RECORDS PROVIDED:
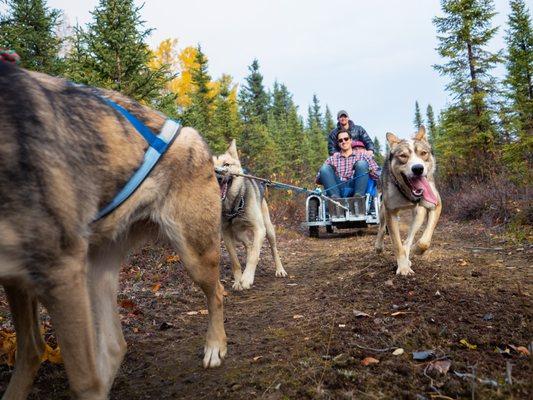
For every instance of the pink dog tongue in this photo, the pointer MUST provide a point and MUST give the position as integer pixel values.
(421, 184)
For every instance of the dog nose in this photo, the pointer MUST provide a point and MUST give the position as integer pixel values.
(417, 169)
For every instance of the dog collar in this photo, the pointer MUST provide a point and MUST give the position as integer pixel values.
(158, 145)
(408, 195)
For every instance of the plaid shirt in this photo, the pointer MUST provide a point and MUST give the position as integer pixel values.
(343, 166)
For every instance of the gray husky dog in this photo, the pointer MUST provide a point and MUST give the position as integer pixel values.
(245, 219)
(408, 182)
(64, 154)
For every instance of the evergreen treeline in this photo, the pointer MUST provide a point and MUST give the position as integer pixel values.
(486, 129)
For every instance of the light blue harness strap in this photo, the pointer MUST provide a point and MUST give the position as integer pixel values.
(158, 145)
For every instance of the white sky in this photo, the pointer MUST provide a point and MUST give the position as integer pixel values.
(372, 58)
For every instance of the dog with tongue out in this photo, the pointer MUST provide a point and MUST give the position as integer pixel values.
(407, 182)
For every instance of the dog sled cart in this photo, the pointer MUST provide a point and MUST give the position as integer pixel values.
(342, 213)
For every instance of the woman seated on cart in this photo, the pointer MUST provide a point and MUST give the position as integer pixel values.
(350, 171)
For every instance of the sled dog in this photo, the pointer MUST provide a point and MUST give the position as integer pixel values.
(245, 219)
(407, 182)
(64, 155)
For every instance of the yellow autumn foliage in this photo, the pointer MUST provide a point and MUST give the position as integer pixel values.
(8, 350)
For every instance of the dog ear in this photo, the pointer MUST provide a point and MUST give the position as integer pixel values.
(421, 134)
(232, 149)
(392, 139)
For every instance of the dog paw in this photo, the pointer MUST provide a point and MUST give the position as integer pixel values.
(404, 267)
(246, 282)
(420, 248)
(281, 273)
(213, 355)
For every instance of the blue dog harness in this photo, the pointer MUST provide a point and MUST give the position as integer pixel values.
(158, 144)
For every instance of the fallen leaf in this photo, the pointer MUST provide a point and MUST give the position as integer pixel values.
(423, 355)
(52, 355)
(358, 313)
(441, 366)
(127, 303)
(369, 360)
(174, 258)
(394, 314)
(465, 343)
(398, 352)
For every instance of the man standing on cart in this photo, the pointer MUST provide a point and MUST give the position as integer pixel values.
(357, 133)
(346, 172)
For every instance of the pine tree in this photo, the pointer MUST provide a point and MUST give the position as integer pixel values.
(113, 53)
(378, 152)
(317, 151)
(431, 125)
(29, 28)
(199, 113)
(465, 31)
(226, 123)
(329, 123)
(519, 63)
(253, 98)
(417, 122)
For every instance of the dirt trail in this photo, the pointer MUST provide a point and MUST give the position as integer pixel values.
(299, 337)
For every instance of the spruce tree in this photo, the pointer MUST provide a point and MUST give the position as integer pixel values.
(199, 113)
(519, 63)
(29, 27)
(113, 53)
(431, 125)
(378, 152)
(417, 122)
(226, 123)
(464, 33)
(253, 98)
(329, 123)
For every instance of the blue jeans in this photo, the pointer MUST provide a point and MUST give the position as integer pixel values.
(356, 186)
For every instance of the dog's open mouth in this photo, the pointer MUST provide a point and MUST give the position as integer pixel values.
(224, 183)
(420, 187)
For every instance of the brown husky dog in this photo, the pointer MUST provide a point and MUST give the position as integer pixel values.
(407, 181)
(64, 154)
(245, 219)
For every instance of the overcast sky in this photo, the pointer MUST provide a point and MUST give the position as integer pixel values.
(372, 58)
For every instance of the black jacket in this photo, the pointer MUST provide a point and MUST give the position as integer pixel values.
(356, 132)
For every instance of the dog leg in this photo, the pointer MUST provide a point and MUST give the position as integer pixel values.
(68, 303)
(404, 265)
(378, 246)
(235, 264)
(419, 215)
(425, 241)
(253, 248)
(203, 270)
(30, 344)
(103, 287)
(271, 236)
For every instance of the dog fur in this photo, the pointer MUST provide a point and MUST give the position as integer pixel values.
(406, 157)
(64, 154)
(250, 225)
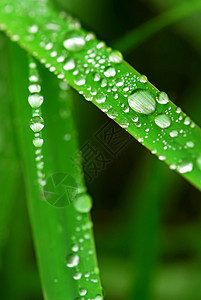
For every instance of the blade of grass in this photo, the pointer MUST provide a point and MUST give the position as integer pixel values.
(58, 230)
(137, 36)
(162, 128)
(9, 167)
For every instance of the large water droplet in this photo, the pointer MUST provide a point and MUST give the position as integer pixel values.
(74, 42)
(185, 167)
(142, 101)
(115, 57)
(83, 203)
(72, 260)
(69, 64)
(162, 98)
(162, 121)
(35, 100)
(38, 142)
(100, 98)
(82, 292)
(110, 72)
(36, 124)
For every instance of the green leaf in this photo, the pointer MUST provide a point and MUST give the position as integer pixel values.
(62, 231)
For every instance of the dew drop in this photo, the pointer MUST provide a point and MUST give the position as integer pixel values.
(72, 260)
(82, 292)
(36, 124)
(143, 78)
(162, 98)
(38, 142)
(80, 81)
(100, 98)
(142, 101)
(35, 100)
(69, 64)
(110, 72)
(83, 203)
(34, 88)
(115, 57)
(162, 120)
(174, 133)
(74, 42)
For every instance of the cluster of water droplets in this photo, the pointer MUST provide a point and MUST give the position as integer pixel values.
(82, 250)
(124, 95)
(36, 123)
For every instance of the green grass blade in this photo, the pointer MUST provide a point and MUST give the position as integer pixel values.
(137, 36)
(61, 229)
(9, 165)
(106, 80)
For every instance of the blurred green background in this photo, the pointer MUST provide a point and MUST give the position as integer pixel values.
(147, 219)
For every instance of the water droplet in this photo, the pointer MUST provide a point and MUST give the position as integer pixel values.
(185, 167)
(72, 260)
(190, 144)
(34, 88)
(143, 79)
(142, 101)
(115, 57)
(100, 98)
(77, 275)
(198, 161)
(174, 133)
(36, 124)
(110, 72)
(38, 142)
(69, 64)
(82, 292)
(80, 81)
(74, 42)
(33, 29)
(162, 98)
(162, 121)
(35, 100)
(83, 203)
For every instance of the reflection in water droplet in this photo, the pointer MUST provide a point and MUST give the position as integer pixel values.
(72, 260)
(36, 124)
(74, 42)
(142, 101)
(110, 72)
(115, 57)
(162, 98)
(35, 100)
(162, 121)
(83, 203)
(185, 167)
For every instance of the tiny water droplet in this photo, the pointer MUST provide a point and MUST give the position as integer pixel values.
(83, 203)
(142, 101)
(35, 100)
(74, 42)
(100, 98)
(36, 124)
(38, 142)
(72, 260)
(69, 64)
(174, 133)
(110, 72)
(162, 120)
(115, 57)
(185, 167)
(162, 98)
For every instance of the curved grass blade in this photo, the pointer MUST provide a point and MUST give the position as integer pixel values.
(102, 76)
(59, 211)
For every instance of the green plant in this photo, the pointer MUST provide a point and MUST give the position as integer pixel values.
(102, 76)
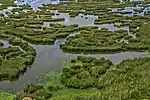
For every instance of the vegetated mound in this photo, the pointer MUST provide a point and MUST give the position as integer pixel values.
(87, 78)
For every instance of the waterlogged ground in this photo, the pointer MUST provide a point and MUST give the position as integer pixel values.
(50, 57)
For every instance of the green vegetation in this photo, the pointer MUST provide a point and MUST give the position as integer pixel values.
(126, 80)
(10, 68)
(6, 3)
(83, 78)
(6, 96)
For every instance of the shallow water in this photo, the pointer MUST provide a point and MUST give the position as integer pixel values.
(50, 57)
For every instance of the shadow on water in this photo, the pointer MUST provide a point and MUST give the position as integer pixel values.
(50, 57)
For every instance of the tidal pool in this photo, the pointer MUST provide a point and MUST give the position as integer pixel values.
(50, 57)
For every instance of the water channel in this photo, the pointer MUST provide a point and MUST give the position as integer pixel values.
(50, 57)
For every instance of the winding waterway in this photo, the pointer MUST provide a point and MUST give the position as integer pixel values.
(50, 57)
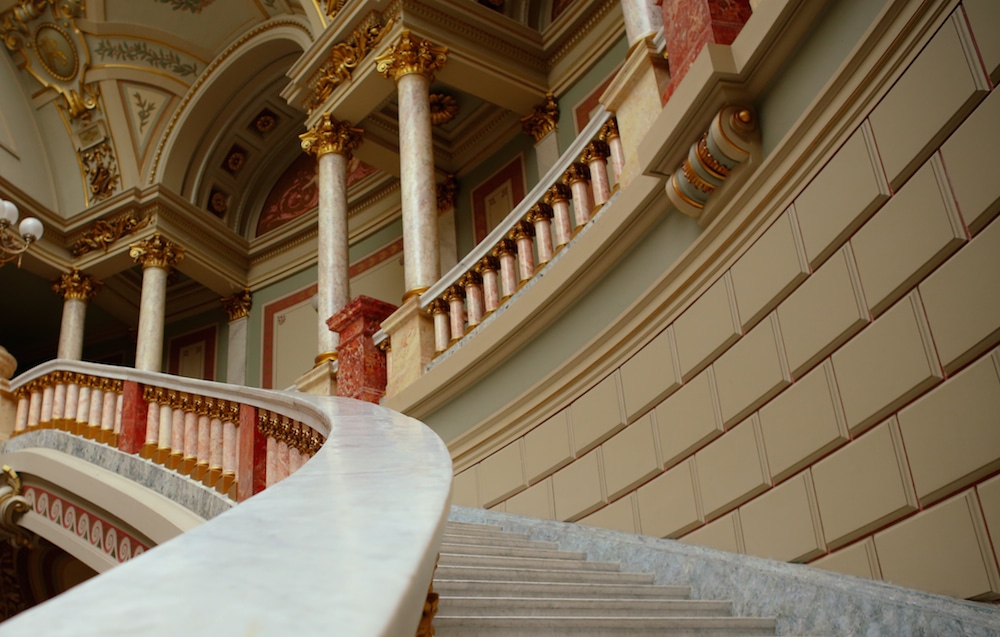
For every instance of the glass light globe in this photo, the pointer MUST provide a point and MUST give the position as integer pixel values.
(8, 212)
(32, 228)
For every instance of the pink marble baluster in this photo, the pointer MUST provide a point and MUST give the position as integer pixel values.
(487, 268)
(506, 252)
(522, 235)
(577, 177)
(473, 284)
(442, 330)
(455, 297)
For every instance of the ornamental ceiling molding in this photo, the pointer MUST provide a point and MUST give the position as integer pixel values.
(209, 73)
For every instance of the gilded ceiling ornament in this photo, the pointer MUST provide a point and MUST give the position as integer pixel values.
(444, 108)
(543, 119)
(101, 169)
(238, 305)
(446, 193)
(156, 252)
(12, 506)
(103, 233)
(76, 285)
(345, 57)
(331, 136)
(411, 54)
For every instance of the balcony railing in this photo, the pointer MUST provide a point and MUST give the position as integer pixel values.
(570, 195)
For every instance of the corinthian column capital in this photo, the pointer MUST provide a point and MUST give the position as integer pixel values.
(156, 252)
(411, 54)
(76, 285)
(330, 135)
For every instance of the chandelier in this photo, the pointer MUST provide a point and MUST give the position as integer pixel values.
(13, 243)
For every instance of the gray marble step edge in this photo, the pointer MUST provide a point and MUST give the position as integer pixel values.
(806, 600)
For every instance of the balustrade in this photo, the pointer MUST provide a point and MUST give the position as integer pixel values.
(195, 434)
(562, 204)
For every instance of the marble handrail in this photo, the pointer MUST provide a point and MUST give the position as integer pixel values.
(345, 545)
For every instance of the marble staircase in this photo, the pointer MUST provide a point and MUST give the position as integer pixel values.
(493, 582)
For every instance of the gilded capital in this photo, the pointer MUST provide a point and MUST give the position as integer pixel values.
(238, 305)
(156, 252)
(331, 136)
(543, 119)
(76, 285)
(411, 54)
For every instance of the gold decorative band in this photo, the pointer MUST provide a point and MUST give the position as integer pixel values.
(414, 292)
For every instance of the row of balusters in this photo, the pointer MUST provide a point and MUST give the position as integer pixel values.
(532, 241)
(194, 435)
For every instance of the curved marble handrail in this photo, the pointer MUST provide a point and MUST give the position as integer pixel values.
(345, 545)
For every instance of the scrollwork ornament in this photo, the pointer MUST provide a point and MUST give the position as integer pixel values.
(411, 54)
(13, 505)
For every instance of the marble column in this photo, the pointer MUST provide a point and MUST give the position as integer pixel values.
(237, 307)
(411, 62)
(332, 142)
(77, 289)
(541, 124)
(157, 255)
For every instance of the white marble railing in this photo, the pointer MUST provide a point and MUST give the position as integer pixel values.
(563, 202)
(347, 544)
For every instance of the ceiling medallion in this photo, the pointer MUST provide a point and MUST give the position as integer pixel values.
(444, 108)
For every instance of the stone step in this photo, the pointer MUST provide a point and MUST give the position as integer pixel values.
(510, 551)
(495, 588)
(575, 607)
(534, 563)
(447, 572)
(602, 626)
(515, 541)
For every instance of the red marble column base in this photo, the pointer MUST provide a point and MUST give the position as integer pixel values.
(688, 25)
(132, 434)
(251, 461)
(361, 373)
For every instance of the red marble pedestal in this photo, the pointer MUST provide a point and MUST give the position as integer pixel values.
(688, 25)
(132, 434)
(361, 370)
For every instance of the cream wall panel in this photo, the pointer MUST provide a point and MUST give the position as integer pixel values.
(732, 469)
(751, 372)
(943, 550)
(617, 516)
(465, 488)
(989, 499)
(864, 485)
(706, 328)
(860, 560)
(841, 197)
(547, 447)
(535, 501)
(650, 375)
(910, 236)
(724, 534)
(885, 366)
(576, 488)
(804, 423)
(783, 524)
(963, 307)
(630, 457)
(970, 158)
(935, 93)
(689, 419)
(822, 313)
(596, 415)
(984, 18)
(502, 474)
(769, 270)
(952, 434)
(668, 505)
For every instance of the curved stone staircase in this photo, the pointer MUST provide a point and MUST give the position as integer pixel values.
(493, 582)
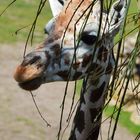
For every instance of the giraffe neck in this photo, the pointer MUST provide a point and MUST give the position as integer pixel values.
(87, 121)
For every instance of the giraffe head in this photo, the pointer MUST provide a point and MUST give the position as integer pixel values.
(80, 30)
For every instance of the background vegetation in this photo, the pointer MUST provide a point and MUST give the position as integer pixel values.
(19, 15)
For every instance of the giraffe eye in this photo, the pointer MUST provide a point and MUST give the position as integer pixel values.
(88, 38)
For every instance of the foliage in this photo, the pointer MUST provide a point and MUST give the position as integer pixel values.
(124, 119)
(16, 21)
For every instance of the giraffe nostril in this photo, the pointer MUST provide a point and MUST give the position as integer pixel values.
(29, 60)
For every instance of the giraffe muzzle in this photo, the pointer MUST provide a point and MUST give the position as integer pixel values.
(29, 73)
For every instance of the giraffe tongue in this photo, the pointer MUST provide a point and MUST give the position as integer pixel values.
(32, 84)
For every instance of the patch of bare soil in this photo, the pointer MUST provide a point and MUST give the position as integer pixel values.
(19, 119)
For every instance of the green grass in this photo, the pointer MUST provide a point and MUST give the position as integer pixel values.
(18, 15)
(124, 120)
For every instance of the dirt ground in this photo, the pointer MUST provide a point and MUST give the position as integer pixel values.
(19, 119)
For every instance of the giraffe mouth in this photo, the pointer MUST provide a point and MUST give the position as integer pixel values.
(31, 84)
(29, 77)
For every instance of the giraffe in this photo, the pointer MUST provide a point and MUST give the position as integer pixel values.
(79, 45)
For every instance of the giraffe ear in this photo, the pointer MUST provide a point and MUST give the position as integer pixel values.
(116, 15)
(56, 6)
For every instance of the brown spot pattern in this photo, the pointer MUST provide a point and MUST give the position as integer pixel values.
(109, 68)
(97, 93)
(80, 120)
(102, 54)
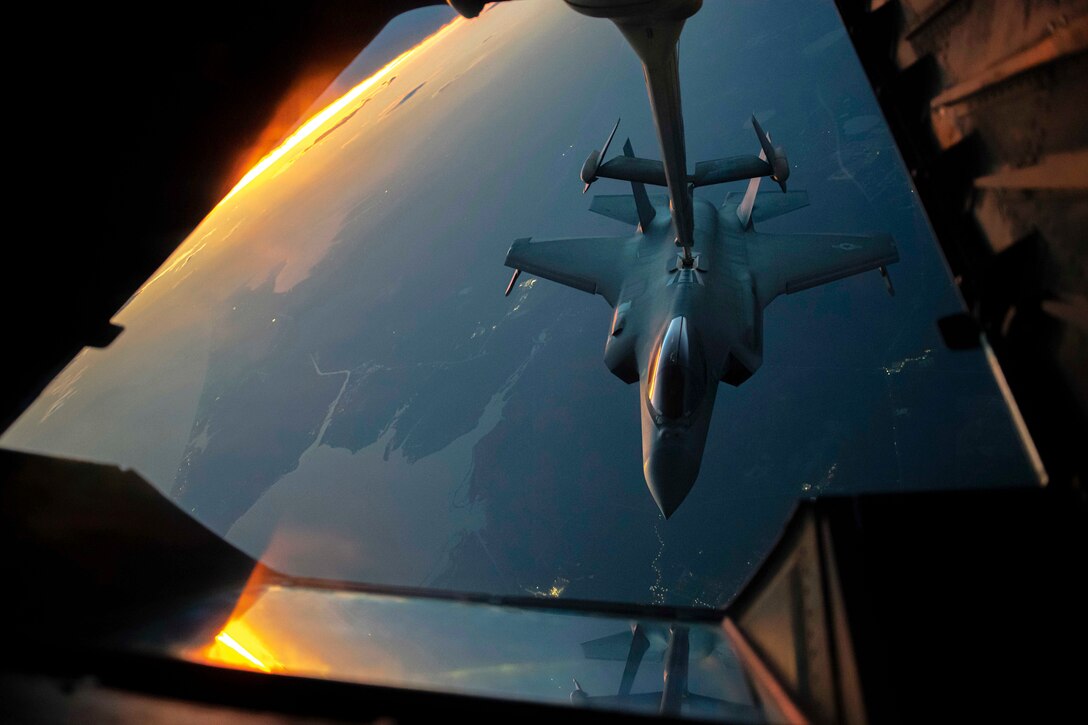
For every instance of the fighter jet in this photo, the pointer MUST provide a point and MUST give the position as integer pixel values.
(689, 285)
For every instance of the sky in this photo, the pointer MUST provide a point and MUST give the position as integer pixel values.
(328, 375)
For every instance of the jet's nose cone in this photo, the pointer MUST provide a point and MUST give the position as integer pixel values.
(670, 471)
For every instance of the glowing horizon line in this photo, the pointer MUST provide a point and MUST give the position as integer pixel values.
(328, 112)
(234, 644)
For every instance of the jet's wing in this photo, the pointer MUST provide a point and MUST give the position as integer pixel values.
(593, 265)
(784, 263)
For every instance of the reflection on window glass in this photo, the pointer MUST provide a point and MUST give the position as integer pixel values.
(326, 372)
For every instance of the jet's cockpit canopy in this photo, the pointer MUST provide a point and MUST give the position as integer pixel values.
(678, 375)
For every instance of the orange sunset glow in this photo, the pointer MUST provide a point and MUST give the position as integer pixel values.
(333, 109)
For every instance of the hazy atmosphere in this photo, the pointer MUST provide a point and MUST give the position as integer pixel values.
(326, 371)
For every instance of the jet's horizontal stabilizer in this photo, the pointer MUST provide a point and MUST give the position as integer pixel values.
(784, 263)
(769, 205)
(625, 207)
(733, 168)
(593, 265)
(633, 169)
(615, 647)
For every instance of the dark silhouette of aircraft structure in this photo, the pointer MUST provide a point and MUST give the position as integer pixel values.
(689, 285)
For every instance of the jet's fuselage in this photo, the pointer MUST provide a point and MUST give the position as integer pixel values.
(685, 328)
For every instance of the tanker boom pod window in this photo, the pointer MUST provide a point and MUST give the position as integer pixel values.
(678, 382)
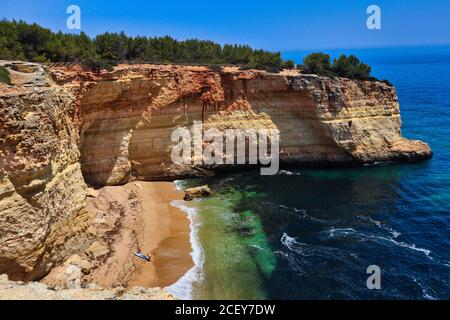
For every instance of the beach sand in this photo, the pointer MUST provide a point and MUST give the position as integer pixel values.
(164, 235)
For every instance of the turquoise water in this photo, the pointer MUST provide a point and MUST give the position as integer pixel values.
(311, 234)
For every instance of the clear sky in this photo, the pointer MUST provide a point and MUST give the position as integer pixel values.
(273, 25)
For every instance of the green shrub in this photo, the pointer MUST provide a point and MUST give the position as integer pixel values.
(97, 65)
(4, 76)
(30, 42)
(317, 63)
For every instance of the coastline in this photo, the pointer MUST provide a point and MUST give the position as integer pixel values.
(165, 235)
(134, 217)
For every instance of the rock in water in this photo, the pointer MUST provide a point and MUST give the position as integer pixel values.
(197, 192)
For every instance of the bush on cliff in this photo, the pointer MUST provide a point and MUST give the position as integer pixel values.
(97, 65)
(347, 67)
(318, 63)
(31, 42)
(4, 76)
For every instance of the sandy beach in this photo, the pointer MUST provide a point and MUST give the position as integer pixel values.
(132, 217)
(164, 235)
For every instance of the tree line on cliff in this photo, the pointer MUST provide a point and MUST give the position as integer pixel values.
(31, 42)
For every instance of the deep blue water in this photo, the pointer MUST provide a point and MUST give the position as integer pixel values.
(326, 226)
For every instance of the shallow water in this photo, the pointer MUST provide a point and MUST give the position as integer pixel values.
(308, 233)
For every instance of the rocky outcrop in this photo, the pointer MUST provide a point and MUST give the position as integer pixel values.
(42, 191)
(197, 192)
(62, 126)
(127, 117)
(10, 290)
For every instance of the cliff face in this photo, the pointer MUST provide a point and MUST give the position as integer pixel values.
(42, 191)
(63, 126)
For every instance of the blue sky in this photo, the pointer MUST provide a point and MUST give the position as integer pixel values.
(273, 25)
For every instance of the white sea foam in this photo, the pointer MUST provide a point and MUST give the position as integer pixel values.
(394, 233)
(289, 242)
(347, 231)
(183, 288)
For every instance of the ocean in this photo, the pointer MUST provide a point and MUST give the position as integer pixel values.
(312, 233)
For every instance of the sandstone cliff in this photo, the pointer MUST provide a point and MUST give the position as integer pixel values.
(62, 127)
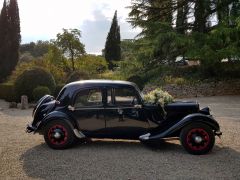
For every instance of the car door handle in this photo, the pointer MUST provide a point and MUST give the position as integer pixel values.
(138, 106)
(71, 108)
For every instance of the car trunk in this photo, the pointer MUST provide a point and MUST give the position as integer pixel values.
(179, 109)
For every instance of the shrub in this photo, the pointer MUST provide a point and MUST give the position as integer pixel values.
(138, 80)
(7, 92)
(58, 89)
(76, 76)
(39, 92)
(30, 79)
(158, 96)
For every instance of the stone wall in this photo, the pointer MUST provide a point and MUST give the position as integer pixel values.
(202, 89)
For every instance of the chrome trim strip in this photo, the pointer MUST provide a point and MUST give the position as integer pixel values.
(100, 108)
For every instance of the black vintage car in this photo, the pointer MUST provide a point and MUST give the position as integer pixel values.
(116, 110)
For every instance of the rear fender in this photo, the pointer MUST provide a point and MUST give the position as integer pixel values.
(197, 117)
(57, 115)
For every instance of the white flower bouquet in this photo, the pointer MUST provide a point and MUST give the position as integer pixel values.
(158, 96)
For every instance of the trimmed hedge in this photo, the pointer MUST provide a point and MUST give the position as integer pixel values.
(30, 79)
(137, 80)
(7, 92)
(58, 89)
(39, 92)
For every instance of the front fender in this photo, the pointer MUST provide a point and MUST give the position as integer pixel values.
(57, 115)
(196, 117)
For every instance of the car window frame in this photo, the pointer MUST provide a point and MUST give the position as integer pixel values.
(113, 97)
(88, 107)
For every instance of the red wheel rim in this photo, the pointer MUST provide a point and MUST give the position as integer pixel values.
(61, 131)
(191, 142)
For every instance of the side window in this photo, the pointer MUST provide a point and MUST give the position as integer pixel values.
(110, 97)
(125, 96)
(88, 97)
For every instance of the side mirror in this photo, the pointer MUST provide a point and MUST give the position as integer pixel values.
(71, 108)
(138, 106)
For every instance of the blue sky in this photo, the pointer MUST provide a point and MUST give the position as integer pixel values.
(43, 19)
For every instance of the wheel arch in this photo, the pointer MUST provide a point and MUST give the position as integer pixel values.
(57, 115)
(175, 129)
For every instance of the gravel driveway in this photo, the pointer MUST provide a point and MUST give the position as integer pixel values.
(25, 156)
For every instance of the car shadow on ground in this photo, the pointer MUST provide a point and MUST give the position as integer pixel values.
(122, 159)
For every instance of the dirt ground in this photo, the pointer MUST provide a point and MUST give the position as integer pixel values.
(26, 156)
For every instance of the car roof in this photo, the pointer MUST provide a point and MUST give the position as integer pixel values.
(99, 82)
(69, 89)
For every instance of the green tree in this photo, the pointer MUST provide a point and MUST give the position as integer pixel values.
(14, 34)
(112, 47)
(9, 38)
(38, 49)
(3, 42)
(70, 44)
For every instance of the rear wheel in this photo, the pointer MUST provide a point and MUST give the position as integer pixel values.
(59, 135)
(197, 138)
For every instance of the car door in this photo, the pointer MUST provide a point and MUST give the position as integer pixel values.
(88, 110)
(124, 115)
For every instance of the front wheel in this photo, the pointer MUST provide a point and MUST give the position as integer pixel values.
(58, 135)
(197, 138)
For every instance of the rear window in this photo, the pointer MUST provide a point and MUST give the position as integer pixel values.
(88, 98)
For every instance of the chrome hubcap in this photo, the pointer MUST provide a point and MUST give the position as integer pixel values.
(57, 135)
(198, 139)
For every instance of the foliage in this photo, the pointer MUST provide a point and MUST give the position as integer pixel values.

WHAT NEEDS TO BE DONE: Return, unchanged, each line from the line containing "For every instance of the gravel" through the last line of the material.

TASK ANSWER:
For every instance of the gravel driveway in this photo, the pointer MUST provide a point and MUST give the position as integer pixel values.
(25, 156)
For every instance of the car shadow on ground in this photo, the pointer MUST provide a point and MUST give the position as integer pixel values.
(122, 159)
For every instance of the dirt ground in this photo, the pointer MUST provide a point and MUST give the position as integer pixel values.
(26, 156)
For every instance of the car roof in this photo, the pointer MUST provide a point and MUST give the position as integer pixel values.
(99, 82)
(69, 89)
For every instance of the green tree in this photo, the pointer MUST provide a point and MUST give the position as integer pixel values.
(14, 34)
(112, 47)
(9, 38)
(38, 49)
(3, 42)
(70, 44)
For every instance of the rear wheel in this photo, the pointer MUST provide a point and MUST give the position as integer pixel values.
(59, 135)
(197, 138)
For every instance of the car door in this photo, the pointer MUST provide a point and MUST give the position as integer pixel values.
(88, 110)
(124, 115)
For every instance of the front wheel in this photo, the pointer MUST provide a point and MUST give the position as integer pixel values.
(58, 135)
(197, 138)
For every instance of the rear window in this photo, the pointer MUST provide a point and MUST give the position as integer pixel values.
(88, 98)
For every instance of the chrome hubcap in this photo, the pointer MUST provide a point and MUST give the position as integer pixel values.
(57, 135)
(198, 139)
For every instance of the foliage in this photo, the pointer MUST provide a point and MUST give the position as integer pixel values.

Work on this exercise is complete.